Entries taken from a collection:

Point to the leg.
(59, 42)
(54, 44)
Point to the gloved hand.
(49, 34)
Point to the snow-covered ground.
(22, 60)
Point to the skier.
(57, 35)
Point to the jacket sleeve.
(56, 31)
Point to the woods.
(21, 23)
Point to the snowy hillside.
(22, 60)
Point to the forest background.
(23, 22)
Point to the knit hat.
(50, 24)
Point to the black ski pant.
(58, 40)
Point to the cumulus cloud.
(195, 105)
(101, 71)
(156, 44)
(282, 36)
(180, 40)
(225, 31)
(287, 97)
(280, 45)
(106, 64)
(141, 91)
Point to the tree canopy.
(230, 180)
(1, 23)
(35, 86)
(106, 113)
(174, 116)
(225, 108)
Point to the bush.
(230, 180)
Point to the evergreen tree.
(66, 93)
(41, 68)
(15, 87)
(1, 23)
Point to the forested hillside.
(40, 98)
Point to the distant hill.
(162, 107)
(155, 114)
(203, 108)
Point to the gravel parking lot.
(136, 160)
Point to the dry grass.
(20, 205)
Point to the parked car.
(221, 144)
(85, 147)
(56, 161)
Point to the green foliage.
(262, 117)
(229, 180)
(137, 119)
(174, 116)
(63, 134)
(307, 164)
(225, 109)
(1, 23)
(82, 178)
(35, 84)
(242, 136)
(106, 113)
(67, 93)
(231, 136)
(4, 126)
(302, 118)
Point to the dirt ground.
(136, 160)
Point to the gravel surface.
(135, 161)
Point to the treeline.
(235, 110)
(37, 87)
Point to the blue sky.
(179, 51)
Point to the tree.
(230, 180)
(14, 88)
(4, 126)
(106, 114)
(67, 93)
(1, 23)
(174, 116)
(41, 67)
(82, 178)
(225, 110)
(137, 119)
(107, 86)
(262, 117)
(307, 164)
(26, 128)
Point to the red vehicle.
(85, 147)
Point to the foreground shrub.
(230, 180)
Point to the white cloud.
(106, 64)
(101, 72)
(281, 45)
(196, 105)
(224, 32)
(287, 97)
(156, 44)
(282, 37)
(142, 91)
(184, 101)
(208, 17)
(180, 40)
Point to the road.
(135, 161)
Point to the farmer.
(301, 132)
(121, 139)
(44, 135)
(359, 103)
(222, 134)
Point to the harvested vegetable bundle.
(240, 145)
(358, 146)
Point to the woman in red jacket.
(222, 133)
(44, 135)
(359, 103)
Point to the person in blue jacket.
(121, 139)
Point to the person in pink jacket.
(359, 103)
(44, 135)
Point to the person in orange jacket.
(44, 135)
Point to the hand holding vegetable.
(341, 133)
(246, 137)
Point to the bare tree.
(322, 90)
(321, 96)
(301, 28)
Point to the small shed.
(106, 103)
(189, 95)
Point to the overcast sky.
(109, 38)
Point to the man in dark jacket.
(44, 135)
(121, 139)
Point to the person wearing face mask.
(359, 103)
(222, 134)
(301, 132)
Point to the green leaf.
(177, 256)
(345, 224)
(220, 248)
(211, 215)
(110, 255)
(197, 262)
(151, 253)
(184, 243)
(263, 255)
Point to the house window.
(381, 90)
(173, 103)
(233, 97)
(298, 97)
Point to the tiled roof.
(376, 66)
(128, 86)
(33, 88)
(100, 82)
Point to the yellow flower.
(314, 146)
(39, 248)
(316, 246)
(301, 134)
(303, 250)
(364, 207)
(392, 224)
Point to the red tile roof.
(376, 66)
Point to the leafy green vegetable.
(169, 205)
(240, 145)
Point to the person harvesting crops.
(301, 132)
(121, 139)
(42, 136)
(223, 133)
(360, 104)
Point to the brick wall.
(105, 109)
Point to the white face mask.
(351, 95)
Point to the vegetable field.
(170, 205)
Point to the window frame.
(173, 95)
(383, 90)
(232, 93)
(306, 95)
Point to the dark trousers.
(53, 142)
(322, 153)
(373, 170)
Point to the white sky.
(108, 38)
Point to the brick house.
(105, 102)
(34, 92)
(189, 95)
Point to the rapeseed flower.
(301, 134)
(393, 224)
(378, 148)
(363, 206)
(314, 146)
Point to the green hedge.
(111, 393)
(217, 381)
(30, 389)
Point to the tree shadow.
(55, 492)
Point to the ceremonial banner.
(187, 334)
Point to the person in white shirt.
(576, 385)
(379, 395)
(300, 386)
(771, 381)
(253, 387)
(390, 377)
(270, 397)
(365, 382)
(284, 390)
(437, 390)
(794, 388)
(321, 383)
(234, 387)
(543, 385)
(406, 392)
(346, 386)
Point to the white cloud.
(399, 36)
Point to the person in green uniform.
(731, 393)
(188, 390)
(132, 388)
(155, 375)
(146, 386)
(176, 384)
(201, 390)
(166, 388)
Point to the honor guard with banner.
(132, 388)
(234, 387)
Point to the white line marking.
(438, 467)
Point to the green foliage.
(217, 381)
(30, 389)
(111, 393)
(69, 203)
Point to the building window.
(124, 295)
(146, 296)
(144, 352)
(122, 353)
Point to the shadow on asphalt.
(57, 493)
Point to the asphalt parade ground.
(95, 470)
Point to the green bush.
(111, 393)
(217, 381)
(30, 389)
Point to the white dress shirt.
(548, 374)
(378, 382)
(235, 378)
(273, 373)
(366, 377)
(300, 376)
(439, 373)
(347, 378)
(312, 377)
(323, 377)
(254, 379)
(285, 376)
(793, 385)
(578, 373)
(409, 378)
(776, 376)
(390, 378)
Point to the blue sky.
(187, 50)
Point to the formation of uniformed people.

[What you should do]
All of the records must be repeated exactly.

[Task solution]
Point to the leg.
(59, 42)
(54, 44)
Point to the gloved hand.
(49, 34)
Point to the snow-covered ground.
(22, 60)
Point to the skier.
(57, 35)
Point to the jacket sleeve.
(56, 31)
Point to the woods.
(21, 23)
Point to the snowy hillside.
(22, 60)
Point to the forest background.
(23, 22)
Point to the knit hat.
(50, 24)
Point to the black ski pant.
(58, 40)
Point to the cumulus cloud.
(195, 105)
(101, 71)
(156, 44)
(282, 36)
(180, 40)
(225, 31)
(287, 97)
(280, 45)
(106, 64)
(141, 91)
Point to the tree canopy.
(230, 180)
(1, 23)
(35, 86)
(106, 113)
(174, 116)
(225, 108)
Point to the bush.
(230, 180)
Point to the evergreen tree.
(66, 93)
(41, 68)
(15, 87)
(1, 23)
Point to the forested hillside.
(40, 98)
Point to the distant hill.
(162, 107)
(155, 114)
(203, 108)
Point to the gravel parking lot.
(136, 160)
Point to the dry grass.
(20, 205)
Point to the parked car.
(221, 144)
(85, 147)
(56, 161)
Point to the green foliage.
(262, 117)
(229, 180)
(137, 119)
(174, 116)
(63, 134)
(307, 164)
(225, 109)
(1, 23)
(82, 178)
(35, 84)
(242, 136)
(106, 113)
(67, 93)
(231, 136)
(4, 126)
(302, 118)
Point to the dirt ground.
(136, 160)
Point to the gravel surface.
(135, 161)
Point to the treeline.
(235, 110)
(37, 87)
Point to the blue sky.
(179, 51)
Point to the tree.
(230, 180)
(14, 88)
(4, 126)
(106, 114)
(67, 93)
(1, 23)
(174, 116)
(41, 67)
(82, 178)
(225, 110)
(137, 119)
(107, 86)
(262, 117)
(307, 164)
(26, 128)
Point to the red vehicle.
(85, 147)
Point to the foreground shrub.
(230, 180)
Point to the white cloud.
(106, 64)
(101, 72)
(281, 45)
(196, 105)
(224, 32)
(287, 97)
(156, 44)
(282, 37)
(142, 91)
(184, 101)
(208, 17)
(180, 40)
Point to the road.
(135, 161)
Point to the farmer.
(301, 132)
(121, 139)
(44, 135)
(359, 103)
(222, 134)
Point to the harvested vegetable bundle.
(240, 145)
(358, 146)
Point to the woman in red jacket.
(222, 133)
(44, 135)
(359, 103)
Point to the person in blue jacket.
(121, 139)
Point to the person in pink jacket.
(359, 103)
(44, 135)
Point to the person in orange jacket.
(44, 135)
Point to the hand holding vegetable.
(341, 133)
(246, 137)
Point to the bare tree.
(322, 90)
(321, 96)
(301, 28)
Point to the small shed.
(106, 103)
(189, 95)
Point to the overcast sky.
(109, 38)
Point to the man in dark jacket.
(44, 135)
(121, 139)
Point to the person wearing face mask.
(359, 103)
(222, 134)
(301, 132)
Point to the green leaf.
(177, 256)
(345, 224)
(220, 248)
(211, 215)
(110, 255)
(197, 262)
(151, 253)
(184, 243)
(263, 255)
Point to the house window.
(381, 90)
(173, 103)
(233, 97)
(298, 97)
Point to the tiled roof.
(376, 66)
(128, 86)
(33, 88)
(100, 82)
Point to the yellow flower.
(314, 146)
(39, 248)
(316, 246)
(301, 134)
(303, 250)
(364, 207)
(392, 224)
Point to the red tile roof.
(376, 66)
Point to the leafy green vegetable.
(169, 205)
(240, 145)
Point to the person harvesting crops.
(301, 132)
(121, 139)
(42, 136)
(223, 133)
(360, 104)
Point to the brick wall.
(105, 109)
Point to the white face mask.
(351, 95)
Point to the vegetable field.
(170, 205)
Point to the window frame.
(173, 95)
(383, 90)
(232, 93)
(306, 95)
Point to the dark trousers.
(53, 142)
(322, 153)
(373, 170)
Point to the white sky.
(108, 38)
Point to the brick house.
(105, 102)
(34, 92)
(189, 95)
Point to the rapeseed flower.
(301, 134)
(393, 224)
(378, 148)
(363, 206)
(314, 146)
Point to the green hedge.
(111, 393)
(217, 381)
(30, 389)
Point to the tree shadow.
(55, 492)
Point to the ceremonial banner.
(187, 334)
Point to the person in white shirt.
(576, 385)
(379, 395)
(300, 386)
(771, 381)
(253, 387)
(390, 377)
(270, 397)
(365, 382)
(284, 390)
(437, 390)
(794, 388)
(321, 383)
(234, 387)
(543, 385)
(406, 392)
(346, 386)
Point to the white cloud.
(399, 36)
Point to the person in green uniform.
(731, 393)
(188, 390)
(132, 388)
(155, 375)
(146, 386)
(176, 384)
(201, 390)
(166, 388)
Point to the honor guard with banner.
(132, 388)
(234, 387)
Point to the white line marking.
(438, 467)
Point to the green foliage.
(217, 381)
(30, 389)
(111, 393)
(69, 203)
Point to the building window.
(124, 295)
(146, 296)
(144, 352)
(122, 353)
Point to the shadow on asphalt.
(57, 493)
Point to the asphalt parade ground.
(95, 470)
Point to the green bush.
(111, 393)
(217, 381)
(30, 389)
Point to the white dress shirt.
(548, 374)
(378, 382)
(235, 378)
(273, 373)
(366, 377)
(300, 376)
(439, 373)
(347, 378)
(312, 377)
(323, 377)
(254, 379)
(285, 376)
(793, 385)
(578, 373)
(409, 378)
(776, 376)
(390, 378)
Point to the blue sky.
(187, 50)
Point to the formation of uniformed people.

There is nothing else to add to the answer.